Exercise prompt: For this exercise, transcribe all the records below exactly.

Top of Input data

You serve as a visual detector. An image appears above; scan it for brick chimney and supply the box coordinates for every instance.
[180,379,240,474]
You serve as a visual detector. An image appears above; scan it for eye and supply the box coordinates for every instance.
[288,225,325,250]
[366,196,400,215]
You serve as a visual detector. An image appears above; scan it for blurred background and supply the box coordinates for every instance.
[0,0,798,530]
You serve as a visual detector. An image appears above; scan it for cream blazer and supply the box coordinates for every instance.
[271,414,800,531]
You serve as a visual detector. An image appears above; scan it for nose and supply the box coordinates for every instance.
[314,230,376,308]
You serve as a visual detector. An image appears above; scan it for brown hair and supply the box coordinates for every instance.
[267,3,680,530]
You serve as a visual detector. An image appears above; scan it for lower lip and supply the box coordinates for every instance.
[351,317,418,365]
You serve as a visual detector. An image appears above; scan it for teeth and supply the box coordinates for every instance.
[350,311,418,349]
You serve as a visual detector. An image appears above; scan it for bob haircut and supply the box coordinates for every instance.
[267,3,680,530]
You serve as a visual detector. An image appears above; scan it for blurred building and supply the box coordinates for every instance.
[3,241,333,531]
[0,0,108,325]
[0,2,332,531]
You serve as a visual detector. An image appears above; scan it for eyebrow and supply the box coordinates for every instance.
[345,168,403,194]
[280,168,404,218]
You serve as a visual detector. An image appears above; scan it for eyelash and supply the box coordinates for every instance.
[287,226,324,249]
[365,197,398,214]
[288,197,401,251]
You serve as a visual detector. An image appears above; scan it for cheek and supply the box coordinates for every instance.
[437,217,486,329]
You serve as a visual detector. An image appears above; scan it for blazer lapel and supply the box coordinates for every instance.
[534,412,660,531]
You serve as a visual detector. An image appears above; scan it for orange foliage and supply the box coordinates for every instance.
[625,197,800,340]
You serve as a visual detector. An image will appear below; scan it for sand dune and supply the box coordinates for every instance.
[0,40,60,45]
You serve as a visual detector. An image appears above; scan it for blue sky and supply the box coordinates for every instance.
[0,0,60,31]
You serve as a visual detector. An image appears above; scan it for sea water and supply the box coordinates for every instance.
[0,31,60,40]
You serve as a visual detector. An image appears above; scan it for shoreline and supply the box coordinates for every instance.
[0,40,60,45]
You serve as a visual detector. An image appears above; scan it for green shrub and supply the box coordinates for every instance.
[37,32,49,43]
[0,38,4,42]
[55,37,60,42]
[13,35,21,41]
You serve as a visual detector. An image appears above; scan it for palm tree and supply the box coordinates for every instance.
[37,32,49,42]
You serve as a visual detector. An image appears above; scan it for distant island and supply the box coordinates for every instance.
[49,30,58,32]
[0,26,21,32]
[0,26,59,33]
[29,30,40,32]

Bottom of Input data

Response:
You serve as a visual detector. An image appears above; scan it for brick chimney and supply the box coordinates for every instance.
[180,379,240,474]
You serve as a visual detector. An image appears above; scan it for eye and supply the box coordinates for every instance.
[288,225,325,250]
[366,196,400,215]
You serve as a visual detector. An image appears above; scan it for blurred background and supply the box coordinates for every instance.
[0,0,798,530]
You serve as a visual detector. An image appears above; scan it for cream blazer and supply the box coordinates for every instance.
[271,414,800,531]
You serve as a visual detector. An image appears above; scan it for nose and supply the box coordinates for every instance.
[314,230,376,308]
You serve as a visual detector. An image appears above; scan it for brown hair and supply the box coordinates for every instance.
[267,3,680,530]
You serve as a visual detector. An image appears above; scan it for lower lip and supply the box coordinates for every instance.
[351,317,418,365]
You serve as a visual detector. An image appears above; scan it for teeth and supply the box coordinates for every instance.
[350,311,418,349]
You serve as a visual detector. An image appears above; scan it for bob haircut and supply the box coordinates for every instance.
[267,3,680,530]
You serve as a visual detector. An image appears above; scan it for blurred building and supply the box coordinates for every instance.
[3,241,333,531]
[0,0,108,325]
[0,2,332,531]
You serve as a visual detector. An image appears above; scan it for eyebrow and supply the box coordinates for every instance.
[345,168,403,194]
[280,168,404,218]
You serve as a visual detector. An image appears above; scan it for eyelash and supply the box coordinates for every instance.
[287,226,324,249]
[365,197,398,214]
[288,197,401,251]
You serve as a visual detector. An image appears above; scan it for cheek and supply the box coordinates for every instance.
[437,217,486,329]
You serve as a visual detector. An image appears above; scan it for blazer lapel and supply the box coordinates for every instance.
[534,412,660,531]
You serve as a visual detector. An image appears above; scan it for orange foliage and supply the box coordinates for every instance.
[625,197,800,340]
You serve as a visual detector. An image will appear below; scan it for sand dune and supply the box coordinates for every instance.
[0,40,60,45]
You serve as a visual detector. An image appears above; scan it for blue sky and supply the box coordinates for every instance.
[0,0,60,31]
You serve as a visual detector. An image appears above; scan it for sea water and supply the box coordinates for every instance.
[0,31,60,40]
You serve as a visual detector. An image appears above; scan it for shoreline and supply the box coordinates for every instance.
[0,40,60,45]
You serve as a visual detector. An image appears above; scan it for green shrub and supply the box coordinates for every instance.
[37,32,49,43]
[0,38,4,42]
[55,37,60,42]
[13,35,21,41]
You serve as a visual detector. An image appears above; scan it for palm tree and supply the box coordinates for every instance.
[37,32,49,42]
You serve as a visual detector. An image appears above; scan it for distant island and supply the box coordinates for every instance.
[49,30,58,32]
[0,26,21,32]
[0,26,59,33]
[29,30,40,32]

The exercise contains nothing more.